• Text segment
'''

Search code examples
pythondataframebucket

i have to bucket each column in a dataframe (8 quintile)


i have a dataframe which contains 4 columns, for each column we have to do bucketing (distribute data in 8 buckets) in such a way that bucketing should be done for first column and second column and so on iteratively without specifying the column name manually

this is the code i am trying

for col in df3.columns[0:]:
cb1 = np.linspace(min(col), max(col), 11)
df3.insert(2 ,'buckets',pd.cut(col, cb1, labels=np.arange(1, 11, 1)))
print(df3[col])

here df3 is the sample dataset

apple orange banana

5 2 6

6 4 6

2 8 9

4 7 0

the expected output is

apple orange banana bucket_apple bucket_orange bucket_banana

5 2 6 1 3 2

6 4 6 1 1 4

2 8 9 2 1 8

4 7 0 5 4 1

here the bucket column is specifying the bucket number with respect to data


Solution

  • Since the output is totally random, there's no correlation between your data columns and the bucket nums, you should generate the buckets separately in that case.

    for c in df.columns:
        df['bucket_' + c] = np.random.randint(8, size=(len(df))) + 1
    df # your random bucket df. 
    

    If you want the bucket to become equal size:

    for c in df.columns:
        arr = np.arange(8) + 1
        arr = np.repeat(arr, int(len(df))/8) # your df has to be divisible by 8
        np.random.shuffle(arr) # shuffle the array.
        df['bucket_' + c] = arr

'''

• Objective A
Count the lines in the listing below that contain the string "yellow", treating case as significant. Reply with the number alone.

• Dataset excerpts
'''

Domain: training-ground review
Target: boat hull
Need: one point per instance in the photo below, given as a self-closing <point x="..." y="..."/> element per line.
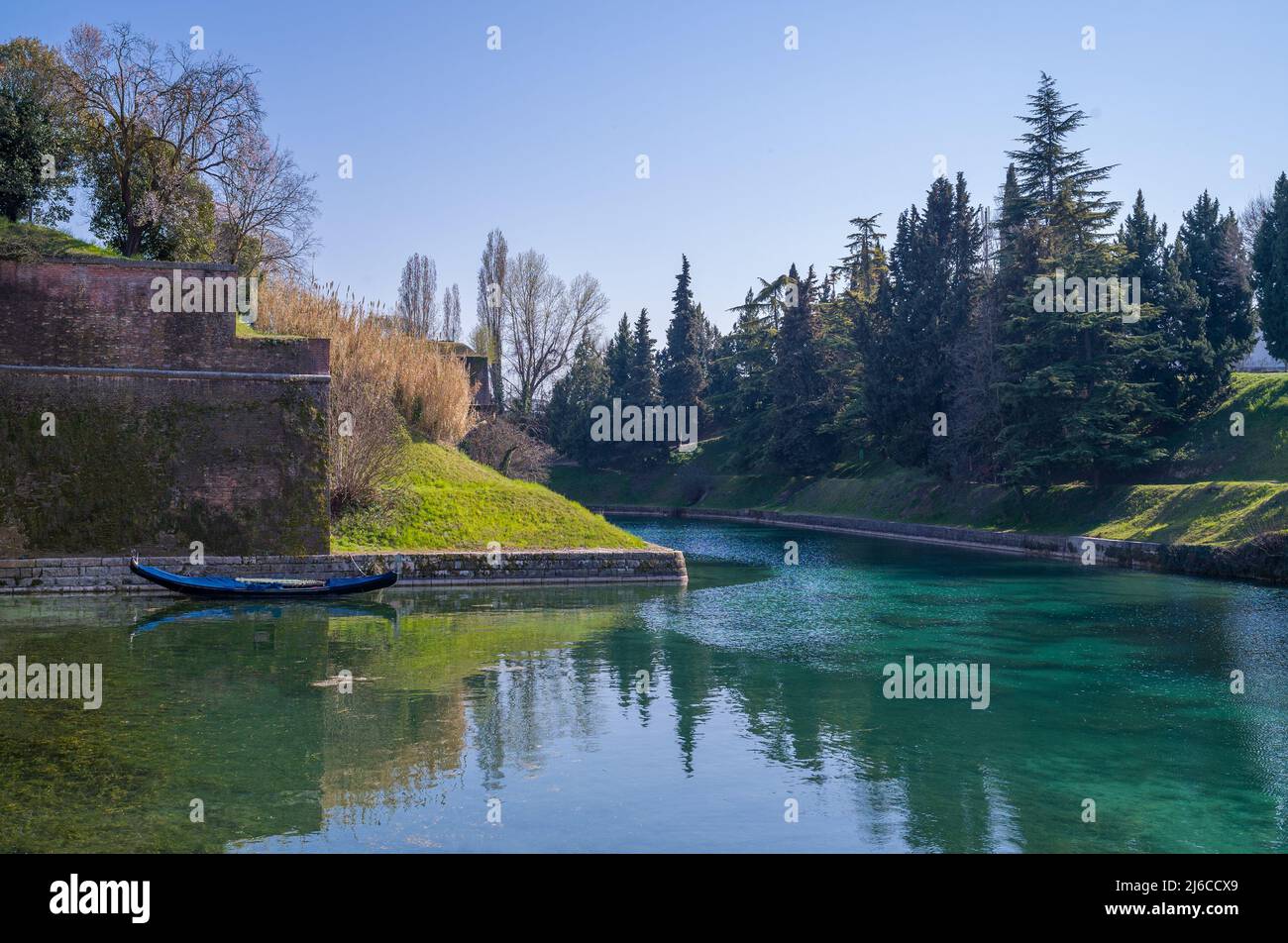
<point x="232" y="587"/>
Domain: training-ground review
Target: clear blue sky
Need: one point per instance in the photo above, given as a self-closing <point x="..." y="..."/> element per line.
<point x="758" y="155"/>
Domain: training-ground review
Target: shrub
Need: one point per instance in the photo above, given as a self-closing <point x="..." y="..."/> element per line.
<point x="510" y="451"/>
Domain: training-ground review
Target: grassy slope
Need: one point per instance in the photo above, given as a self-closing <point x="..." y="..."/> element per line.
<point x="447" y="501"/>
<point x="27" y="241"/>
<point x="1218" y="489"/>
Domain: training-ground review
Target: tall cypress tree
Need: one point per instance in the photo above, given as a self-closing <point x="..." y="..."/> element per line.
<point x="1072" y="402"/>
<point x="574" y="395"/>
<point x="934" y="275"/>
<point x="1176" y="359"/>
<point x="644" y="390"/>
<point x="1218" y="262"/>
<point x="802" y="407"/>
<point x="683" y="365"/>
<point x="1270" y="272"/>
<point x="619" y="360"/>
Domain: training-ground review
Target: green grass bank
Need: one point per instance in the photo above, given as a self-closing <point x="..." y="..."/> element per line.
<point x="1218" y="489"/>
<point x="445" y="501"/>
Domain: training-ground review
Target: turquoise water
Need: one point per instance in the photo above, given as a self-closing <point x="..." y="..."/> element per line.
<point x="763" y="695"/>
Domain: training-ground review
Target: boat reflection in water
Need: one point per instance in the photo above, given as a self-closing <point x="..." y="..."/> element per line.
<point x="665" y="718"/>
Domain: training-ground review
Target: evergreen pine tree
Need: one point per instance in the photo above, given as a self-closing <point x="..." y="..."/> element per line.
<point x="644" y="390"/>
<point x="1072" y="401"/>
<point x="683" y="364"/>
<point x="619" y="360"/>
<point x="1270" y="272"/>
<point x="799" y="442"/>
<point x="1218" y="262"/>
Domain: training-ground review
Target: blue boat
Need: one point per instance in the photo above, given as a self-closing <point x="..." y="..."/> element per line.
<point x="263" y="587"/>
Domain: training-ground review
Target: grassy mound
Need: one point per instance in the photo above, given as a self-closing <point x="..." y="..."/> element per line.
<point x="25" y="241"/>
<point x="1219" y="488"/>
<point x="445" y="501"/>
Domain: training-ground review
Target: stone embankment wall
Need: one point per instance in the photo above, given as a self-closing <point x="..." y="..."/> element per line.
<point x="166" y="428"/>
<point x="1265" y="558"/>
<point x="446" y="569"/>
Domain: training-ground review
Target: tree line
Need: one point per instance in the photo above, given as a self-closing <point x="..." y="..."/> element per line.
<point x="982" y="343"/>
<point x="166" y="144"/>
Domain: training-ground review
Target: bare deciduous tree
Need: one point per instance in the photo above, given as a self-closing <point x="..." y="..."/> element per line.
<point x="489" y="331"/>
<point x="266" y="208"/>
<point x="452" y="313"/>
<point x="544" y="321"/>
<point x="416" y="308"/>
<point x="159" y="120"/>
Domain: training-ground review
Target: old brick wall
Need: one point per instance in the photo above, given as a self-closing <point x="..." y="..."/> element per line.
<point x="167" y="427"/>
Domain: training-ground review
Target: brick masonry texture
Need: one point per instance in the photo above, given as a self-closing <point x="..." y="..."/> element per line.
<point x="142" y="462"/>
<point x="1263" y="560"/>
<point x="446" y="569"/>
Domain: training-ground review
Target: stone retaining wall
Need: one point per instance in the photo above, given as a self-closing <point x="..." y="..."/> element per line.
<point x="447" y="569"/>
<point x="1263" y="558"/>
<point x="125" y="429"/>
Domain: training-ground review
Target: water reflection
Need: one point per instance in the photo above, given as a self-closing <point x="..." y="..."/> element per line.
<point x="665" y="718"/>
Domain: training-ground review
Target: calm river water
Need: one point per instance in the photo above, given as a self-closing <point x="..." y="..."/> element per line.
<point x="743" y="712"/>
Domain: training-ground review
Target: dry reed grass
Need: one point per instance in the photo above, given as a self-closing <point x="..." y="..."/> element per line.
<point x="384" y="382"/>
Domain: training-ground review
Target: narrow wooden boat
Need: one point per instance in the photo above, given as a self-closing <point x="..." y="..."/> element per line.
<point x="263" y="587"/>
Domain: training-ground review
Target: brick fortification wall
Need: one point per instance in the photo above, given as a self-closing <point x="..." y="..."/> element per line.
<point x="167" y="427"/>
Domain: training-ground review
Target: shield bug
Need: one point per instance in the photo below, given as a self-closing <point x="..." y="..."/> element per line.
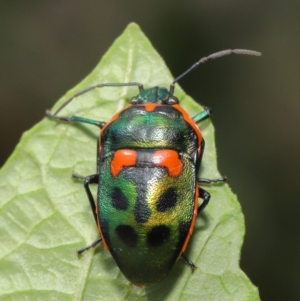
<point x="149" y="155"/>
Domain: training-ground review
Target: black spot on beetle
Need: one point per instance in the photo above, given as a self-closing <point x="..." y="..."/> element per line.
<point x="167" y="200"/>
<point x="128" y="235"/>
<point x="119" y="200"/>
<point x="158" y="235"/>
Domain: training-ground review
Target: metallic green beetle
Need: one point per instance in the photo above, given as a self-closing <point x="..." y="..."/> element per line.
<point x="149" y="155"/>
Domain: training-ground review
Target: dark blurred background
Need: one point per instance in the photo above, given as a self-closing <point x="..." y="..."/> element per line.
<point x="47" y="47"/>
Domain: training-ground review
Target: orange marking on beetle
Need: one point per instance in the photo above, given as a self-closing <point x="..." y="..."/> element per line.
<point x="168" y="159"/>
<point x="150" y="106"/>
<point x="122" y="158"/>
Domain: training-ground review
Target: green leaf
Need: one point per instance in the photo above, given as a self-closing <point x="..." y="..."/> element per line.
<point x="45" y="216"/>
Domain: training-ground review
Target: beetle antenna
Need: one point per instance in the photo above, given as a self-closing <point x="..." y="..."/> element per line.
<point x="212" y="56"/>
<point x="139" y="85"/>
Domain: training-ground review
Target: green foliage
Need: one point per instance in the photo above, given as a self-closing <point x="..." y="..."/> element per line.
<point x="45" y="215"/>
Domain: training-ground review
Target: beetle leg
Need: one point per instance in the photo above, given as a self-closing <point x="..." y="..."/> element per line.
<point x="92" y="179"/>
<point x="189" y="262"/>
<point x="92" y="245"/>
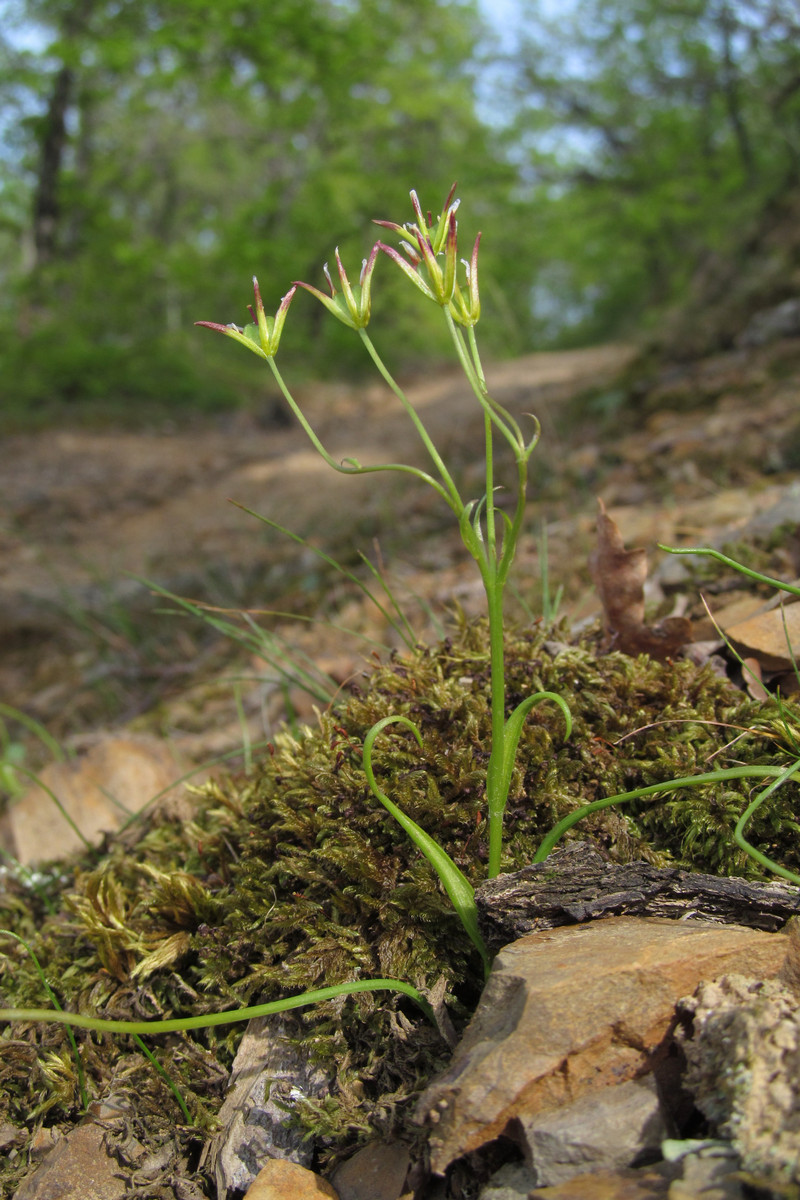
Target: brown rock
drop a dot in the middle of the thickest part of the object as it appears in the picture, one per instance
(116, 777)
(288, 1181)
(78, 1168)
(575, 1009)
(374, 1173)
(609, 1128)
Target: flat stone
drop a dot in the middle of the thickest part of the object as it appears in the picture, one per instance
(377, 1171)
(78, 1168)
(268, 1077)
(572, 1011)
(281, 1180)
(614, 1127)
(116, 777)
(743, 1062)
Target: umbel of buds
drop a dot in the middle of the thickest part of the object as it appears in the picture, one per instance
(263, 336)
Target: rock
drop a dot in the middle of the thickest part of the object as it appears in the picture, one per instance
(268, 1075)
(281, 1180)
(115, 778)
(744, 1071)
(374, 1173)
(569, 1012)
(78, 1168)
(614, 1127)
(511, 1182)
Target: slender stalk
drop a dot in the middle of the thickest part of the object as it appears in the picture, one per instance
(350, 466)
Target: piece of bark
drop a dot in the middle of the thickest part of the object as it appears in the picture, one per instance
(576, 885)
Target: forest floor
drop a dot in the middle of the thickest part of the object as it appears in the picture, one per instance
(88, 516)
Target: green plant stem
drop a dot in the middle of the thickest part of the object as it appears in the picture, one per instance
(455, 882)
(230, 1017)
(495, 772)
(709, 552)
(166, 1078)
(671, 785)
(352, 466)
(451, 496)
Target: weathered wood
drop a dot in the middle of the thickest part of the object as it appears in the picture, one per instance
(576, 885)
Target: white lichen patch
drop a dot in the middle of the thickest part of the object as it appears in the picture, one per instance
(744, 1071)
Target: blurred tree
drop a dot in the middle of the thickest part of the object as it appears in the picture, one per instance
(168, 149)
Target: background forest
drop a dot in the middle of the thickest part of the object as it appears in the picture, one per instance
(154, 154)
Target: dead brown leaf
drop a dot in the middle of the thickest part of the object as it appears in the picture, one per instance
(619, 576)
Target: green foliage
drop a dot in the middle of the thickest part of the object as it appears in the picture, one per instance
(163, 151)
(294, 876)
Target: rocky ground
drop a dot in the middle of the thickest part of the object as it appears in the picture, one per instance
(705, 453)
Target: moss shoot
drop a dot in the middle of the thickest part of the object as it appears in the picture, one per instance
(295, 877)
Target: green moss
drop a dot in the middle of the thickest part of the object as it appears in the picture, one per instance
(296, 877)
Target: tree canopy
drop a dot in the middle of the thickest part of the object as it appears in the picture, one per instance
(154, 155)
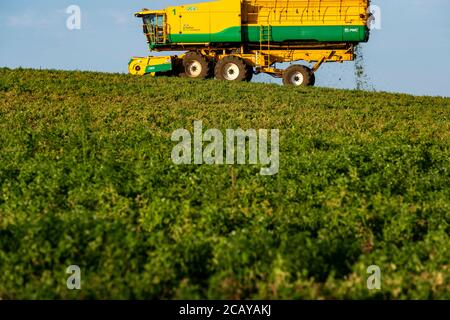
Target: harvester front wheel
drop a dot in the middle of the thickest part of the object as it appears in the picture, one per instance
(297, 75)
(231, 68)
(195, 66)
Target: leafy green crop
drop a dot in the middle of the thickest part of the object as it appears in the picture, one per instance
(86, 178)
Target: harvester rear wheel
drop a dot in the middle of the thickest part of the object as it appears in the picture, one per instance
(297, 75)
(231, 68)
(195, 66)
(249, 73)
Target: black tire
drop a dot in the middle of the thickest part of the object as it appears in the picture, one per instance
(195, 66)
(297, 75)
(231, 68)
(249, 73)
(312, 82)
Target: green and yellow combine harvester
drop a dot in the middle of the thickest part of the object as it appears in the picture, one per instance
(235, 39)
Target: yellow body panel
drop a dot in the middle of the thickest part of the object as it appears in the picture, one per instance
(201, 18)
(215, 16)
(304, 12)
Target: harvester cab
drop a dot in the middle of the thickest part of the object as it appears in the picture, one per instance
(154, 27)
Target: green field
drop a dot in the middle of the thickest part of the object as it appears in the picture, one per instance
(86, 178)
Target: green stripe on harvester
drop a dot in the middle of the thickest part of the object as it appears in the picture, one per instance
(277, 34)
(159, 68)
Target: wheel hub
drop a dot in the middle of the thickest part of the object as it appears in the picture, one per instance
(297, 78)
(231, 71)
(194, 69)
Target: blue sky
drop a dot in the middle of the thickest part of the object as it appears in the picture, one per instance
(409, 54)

'''

• Objective B
From the dataframe bucketing thread above, return everything from "here the bucket" down to "in that case.", copied verbatim.

• Written reply A
2

• Written reply B
here the bucket column is specifying the bucket number with respect to data


Solution

  • Since the output is totally random, there's no correlation between your data columns and the bucket nums, you should generate the buckets separately in that case.